• 데이터 항목
◇ ◇ ◇

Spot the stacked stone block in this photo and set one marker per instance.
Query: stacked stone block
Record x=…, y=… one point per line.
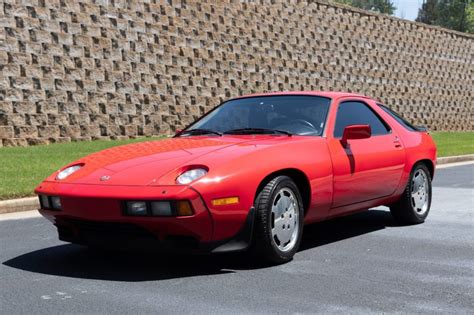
x=80, y=70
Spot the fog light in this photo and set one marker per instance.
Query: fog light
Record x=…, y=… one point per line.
x=137, y=208
x=56, y=203
x=44, y=202
x=161, y=208
x=183, y=208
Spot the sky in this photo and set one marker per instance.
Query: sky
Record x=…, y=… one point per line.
x=407, y=9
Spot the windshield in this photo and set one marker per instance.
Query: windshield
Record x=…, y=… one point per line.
x=286, y=114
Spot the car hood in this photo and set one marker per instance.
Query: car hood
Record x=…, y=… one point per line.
x=145, y=163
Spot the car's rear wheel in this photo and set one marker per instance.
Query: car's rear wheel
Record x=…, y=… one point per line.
x=279, y=220
x=414, y=205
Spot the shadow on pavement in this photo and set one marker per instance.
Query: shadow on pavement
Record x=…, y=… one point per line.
x=79, y=262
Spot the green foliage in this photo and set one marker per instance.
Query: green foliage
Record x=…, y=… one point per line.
x=381, y=6
x=453, y=14
x=23, y=168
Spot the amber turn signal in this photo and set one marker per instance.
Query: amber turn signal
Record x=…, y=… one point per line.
x=225, y=201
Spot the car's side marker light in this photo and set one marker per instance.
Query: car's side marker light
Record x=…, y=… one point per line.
x=225, y=201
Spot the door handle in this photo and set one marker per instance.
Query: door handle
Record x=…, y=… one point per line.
x=397, y=142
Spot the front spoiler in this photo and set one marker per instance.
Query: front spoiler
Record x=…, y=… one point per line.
x=119, y=236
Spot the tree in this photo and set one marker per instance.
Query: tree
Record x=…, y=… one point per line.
x=427, y=12
x=453, y=14
x=381, y=6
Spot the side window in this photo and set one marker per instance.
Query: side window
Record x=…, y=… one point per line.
x=358, y=113
x=398, y=118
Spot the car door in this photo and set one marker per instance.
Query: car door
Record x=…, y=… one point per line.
x=368, y=168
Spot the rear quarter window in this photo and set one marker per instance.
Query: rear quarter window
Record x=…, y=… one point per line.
x=398, y=118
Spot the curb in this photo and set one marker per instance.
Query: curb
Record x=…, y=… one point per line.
x=17, y=205
x=26, y=204
x=455, y=159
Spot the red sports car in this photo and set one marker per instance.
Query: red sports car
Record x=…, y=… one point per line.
x=247, y=175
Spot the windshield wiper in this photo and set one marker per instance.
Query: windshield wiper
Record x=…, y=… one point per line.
x=257, y=130
x=199, y=131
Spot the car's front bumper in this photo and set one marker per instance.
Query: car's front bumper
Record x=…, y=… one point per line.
x=93, y=214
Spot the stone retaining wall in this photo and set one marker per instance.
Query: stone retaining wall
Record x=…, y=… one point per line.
x=79, y=70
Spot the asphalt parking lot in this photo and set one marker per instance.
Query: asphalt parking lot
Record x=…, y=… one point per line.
x=363, y=263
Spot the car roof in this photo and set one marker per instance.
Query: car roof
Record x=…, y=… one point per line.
x=329, y=94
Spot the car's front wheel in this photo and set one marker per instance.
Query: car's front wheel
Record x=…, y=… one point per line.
x=414, y=205
x=279, y=220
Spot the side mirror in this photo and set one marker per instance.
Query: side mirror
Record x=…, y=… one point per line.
x=355, y=132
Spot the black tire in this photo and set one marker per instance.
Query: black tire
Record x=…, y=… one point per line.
x=404, y=211
x=265, y=245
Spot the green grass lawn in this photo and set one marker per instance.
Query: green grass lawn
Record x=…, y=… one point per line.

◇ ◇ ◇

• 수행 과제
위 항목에서 "Spot the windshield in" 포함 줄부터 "x=79, y=262" 포함 줄까지, 양 끝 줄을 포함해 한 글자도 바꾸지 말고 그대로 옮겨 적으세요.

• 응답
Spot the windshield in this photo and set one marker per instance.
Query: windshield
Record x=…, y=… one point per line.
x=286, y=114
Spot the car hood in this photo and set one marker per instance.
Query: car hood
Record x=…, y=… one point per line.
x=145, y=163
Spot the car's rear wheel in this photo and set one marker per instance.
Query: car's rear wheel
Record x=…, y=… one point per line.
x=279, y=220
x=414, y=205
Spot the shadow on pavement in this photo and set one marker per instance.
Query: shadow on pavement
Record x=…, y=… one point per line.
x=79, y=262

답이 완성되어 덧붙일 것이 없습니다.